--- Challenge ---
Copy out all the entries exactly.

--- Records to use ---
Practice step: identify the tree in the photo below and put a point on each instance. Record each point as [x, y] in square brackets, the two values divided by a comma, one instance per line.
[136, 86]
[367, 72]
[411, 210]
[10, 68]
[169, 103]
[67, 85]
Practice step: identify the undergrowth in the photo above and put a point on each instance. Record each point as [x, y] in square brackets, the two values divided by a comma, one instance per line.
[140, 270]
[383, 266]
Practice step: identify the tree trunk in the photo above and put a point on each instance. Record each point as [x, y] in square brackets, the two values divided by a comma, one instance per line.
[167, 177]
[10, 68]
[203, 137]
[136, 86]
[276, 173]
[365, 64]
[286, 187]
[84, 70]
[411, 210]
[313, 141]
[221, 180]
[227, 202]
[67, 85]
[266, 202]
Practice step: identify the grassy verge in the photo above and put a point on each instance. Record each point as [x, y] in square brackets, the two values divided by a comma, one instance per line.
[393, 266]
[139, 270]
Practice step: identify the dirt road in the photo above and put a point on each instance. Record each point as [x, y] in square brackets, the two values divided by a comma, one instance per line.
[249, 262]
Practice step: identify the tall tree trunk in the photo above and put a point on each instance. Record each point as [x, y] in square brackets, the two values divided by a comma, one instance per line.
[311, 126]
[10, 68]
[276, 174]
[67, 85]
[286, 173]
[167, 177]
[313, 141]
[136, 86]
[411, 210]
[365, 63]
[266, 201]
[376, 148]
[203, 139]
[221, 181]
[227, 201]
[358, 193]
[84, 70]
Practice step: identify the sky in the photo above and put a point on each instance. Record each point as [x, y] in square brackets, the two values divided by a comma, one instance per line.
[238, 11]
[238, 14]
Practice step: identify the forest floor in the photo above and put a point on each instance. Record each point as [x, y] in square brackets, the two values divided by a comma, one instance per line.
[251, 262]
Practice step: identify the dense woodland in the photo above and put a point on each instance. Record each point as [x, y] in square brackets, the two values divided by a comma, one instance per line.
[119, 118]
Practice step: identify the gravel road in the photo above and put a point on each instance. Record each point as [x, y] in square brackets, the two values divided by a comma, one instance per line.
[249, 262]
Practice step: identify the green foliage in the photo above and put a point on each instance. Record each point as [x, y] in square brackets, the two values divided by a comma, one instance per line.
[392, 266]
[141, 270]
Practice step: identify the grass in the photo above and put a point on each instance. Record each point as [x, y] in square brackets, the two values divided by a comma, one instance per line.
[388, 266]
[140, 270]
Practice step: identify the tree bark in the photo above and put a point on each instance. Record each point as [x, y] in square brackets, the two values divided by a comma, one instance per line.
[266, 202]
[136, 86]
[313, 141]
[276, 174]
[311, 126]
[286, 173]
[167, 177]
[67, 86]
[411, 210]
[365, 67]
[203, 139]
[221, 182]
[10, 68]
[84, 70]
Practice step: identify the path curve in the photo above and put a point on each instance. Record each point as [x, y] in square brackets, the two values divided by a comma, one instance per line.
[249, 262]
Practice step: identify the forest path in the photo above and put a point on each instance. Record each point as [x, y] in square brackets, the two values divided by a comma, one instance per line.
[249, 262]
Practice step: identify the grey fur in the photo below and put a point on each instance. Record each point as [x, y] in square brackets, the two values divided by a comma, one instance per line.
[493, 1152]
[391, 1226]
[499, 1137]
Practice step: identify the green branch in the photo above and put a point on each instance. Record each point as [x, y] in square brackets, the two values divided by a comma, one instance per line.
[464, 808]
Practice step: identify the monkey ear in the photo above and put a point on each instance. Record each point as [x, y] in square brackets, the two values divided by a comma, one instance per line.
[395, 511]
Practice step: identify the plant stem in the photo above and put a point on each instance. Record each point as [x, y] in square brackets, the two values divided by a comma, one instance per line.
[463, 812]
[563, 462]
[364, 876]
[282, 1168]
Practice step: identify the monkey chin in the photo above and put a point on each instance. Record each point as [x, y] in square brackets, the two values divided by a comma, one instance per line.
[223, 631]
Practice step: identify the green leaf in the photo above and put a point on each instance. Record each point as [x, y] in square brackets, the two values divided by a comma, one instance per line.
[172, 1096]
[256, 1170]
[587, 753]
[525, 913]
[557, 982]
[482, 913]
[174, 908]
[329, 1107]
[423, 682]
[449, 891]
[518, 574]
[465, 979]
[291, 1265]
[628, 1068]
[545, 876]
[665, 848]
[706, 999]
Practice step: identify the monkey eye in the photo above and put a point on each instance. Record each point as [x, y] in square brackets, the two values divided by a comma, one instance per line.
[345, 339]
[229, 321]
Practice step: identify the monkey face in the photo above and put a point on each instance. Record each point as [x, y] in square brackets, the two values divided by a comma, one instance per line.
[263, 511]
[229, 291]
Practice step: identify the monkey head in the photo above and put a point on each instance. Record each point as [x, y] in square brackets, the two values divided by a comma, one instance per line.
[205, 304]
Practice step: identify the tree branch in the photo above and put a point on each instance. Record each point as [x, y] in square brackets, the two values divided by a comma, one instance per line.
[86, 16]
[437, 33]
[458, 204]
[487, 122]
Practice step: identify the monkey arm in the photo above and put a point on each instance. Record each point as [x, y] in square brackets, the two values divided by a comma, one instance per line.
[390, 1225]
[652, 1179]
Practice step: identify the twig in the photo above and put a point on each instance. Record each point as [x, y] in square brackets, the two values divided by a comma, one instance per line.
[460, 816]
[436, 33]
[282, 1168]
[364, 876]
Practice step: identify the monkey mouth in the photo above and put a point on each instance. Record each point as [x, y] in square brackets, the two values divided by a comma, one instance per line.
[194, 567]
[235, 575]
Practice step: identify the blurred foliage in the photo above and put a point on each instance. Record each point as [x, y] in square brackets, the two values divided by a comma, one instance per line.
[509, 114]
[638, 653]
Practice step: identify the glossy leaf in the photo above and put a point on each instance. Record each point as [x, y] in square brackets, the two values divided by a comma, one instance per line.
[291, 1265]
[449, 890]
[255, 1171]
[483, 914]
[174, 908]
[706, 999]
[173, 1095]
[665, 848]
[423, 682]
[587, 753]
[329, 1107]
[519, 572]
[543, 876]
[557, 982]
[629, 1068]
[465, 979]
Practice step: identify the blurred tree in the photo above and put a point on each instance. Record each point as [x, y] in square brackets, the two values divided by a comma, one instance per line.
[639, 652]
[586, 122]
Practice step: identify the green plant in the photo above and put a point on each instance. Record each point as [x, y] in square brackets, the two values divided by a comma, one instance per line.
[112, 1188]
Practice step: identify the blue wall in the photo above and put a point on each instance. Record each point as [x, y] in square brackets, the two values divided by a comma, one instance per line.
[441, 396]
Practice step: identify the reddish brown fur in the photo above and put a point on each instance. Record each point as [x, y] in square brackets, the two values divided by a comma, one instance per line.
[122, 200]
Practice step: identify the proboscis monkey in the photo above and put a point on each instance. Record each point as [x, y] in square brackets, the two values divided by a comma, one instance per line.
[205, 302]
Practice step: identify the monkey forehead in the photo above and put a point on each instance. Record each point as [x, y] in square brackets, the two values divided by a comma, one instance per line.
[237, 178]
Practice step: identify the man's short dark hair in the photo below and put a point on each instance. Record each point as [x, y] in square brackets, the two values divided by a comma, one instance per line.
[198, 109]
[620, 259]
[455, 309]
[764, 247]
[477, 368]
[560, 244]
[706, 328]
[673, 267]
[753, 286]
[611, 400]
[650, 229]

--- Result of the exercise ---
Practice step: identify the tree in the photo below and put a point on each instance. Record each point as [x, y] in square brackets, the two values divided by a comma, one instance per line.
[136, 86]
[367, 72]
[411, 210]
[10, 68]
[169, 103]
[67, 85]
Practice step: identify the undergrowth in the photo above and put a point on each instance. Record each point as [x, y] in square brackets, the two values divided by a comma, one instance per line.
[140, 270]
[383, 266]
Practice step: identify the tree trunk in the photo above and put a point on each instance. Record each point as [x, y] in square brackets, the two values divided by a comma, one instance per line.
[167, 177]
[10, 68]
[203, 137]
[136, 86]
[276, 173]
[365, 64]
[286, 187]
[84, 70]
[411, 210]
[313, 141]
[221, 180]
[227, 202]
[67, 85]
[266, 202]
Practice step: identify the grassy verge in the photo above and put a point on each instance. Record each point as [x, y] in square brackets, the two values divided by a comma, one instance per line.
[393, 266]
[139, 270]
Practice step: identify the dirt road in the photo above and put a point on each instance. Record each point as [x, y] in square brackets, the two values divided by a comma, one instance per line.
[249, 262]
Practice step: identify the tall tree trunk in the photo above and put a point on each instance. Record each point as [x, y] in square brackets, the two values divided by a comma, one instance per line.
[311, 126]
[10, 68]
[276, 174]
[67, 85]
[286, 173]
[167, 177]
[313, 141]
[136, 86]
[411, 210]
[365, 63]
[266, 201]
[376, 148]
[203, 139]
[221, 181]
[227, 201]
[358, 193]
[84, 70]
Practice step: identify the sky in the photo above and put a point on each instance. Record each point as [x, y] in square brackets, the two values divided by a comma, one instance per line.
[238, 11]
[238, 14]
Practice step: identify the forest floor in the photo above and put a point on each instance. Record each point as [x, y] in square brackets, the two values divided by a comma, one instance per line.
[251, 262]
Practice step: identify the dense woodland in the photo above and put a point on each instance. Record each point as [x, y] in square brackets, the two values divided by a comma, one instance per line.
[119, 118]
Practice step: identify the gravel road in the photo above and put a point on each instance. Record each point as [x, y] in square brackets, the two values divided by a comma, one instance per line.
[249, 262]
Practice step: identify the green foliage in the photo above and put a point on each instance. Record each point as [x, y] in square brackets, the two values divided by a comma, one instance per line.
[392, 266]
[141, 270]
Practice step: identify the grass in the photo above and put a point on each instance. Record each point as [x, y] in square brackets, the two values divided by a comma, one instance per line.
[388, 266]
[140, 270]
Practice step: identify the tree bark in the photo above and put a point on each instance. Record each point as [x, y] in square brackets, the two values divided by a comma, one instance per line.
[266, 202]
[136, 86]
[313, 141]
[276, 174]
[311, 126]
[286, 173]
[167, 177]
[67, 86]
[411, 210]
[365, 67]
[203, 139]
[221, 182]
[10, 68]
[84, 70]
Practice step: identify the path curve in the photo above and put a point on each instance. Record each point as [x, y] in square brackets, the two values divided by a comma, one instance per line.
[249, 262]
Practice step: identify the forest path in the photo above and put a point on each instance. Record each point as [x, y] in square brackets, the two values divided by a comma, one instance per line.
[249, 262]
Practice step: identify the grey fur in the photo below and put a point on each instance. Record each point as [x, y] in square brackets, the two values divided by a comma, one instance per line.
[493, 1152]
[391, 1226]
[499, 1137]
Practice step: identify the green branch in the photo above and put a point on each instance. Record each point as [x, y] in square brackets, the two values divided by a comma, one instance per line.
[464, 808]
Practice step: identify the monkey ear in the photo above and put a point on each instance. Record each point as [x, y] in square brackets, the two values divided by a comma, one instance per line.
[395, 511]
Practice step: identify the plant stem in the photo above and put a point on each instance. Record each point as [x, y] in square brackets, the two values divided by a comma, one instance per line.
[463, 812]
[563, 462]
[364, 876]
[282, 1168]
Practice step: identify the monkey chin in the photo above and put a point on each instance. Record each point as [x, y] in square brackets, the two values divided by a comma, one instance per line.
[223, 631]
Practice step: identify the green leaf in the photo above and put a point on each instance. Record each point as [x, y] in square brackets, the two values divided by a comma, one instance per line.
[172, 1096]
[256, 1170]
[587, 753]
[525, 913]
[557, 982]
[482, 913]
[174, 908]
[329, 1107]
[423, 682]
[449, 891]
[518, 574]
[465, 979]
[291, 1265]
[628, 1068]
[545, 876]
[665, 848]
[706, 999]
Practice step: identify the monkey eye in the photo above and put a point on each instance. Record each point as [x, y] in square brackets, the two values divided by a comma, one instance per line.
[345, 339]
[229, 321]
Practice step: identify the monkey face in the photo above and put a point on each instance. Record each point as [x, y] in square brackets, the two values divided by a comma, one instance per line.
[263, 511]
[229, 291]
Practice step: identify the monkey head in the photo above and put a point on each instance. Record each point as [x, y] in square brackets, the two values divided by a comma, one instance per line.
[205, 304]
Practice step: identify the tree branch in the photo above and put a point on each instance. Record each point as [x, y] in square brackets, the two values divided by a comma, one instance per line.
[86, 16]
[437, 33]
[458, 204]
[487, 122]
Practice step: identify the monkey arm in the photo above and put a point on each instance. Record each point as [x, y] in square brackets, the two values divided by a comma, one instance per line.
[390, 1225]
[652, 1179]
Practice step: identify the twig in the photo above and put a point on each instance. Record each point as [x, y] in square brackets, the two values divided by a comma, one instance per line.
[460, 816]
[436, 33]
[282, 1168]
[364, 876]
Practice step: identify the monkey mouth in the photo above and put a point on each instance. Record each point as [x, y] in square brackets, the two values divided by a comma, one instance per line.
[194, 567]
[235, 575]
Practice step: identify the blurred foliage in the photo above and put a point on each instance. Record each point as [x, y] in square brackets, the two values divided by a comma, one instance per line.
[509, 114]
[638, 653]
Practice step: identify the glossy leaf in the photo above and put a point on each instance. Record each point as [x, y] in square brackets, the two values divided by a comma, one instance per line.
[291, 1265]
[449, 890]
[255, 1171]
[483, 914]
[174, 908]
[706, 999]
[173, 1095]
[665, 848]
[423, 682]
[587, 753]
[329, 1107]
[519, 572]
[543, 876]
[557, 982]
[629, 1068]
[465, 979]
Practice step: identify the blurred tree in the photo above and put a point on each instance. Record each point as [x, y] in square brackets, the two values divided by a comma, one instance per line.
[639, 652]
[586, 122]
Practice step: identify the green plant in the photo above and put a point on each instance. Record each point as [x, y] in square brackets, the two values divided by a comma, one instance per line.
[112, 1188]
Practice step: identify the blue wall in the photo above and put a point on each instance. Record each point as [x, y] in square brackets, the two values divided by a comma, one instance per line.
[441, 396]
Practice step: identify the reddish brown fur in the photo above and put a point on each instance. Record each point as [x, y] in square brackets, the two values divided by a comma, one instance per line.
[122, 200]
Practice step: identify the proboscis monkey in the photo above and put a point on each instance. Record each point as [x, y] in square brackets, the two values divided by a comma, one instance per line.
[205, 302]
Practice step: identify the monkey forehead in the photo above and put a point on each instance. Record each point as [x, y] in square brackets, the two values divided by a comma, one instance per line.
[237, 178]
Practice step: identify the man's short dark hair in the photo below and put a point on each instance. Record each point as [x, y] in square brackets, the two values divided by a comma, one instance per line.
[198, 109]
[620, 259]
[455, 309]
[764, 247]
[477, 368]
[560, 244]
[706, 328]
[673, 267]
[753, 286]
[611, 400]
[650, 229]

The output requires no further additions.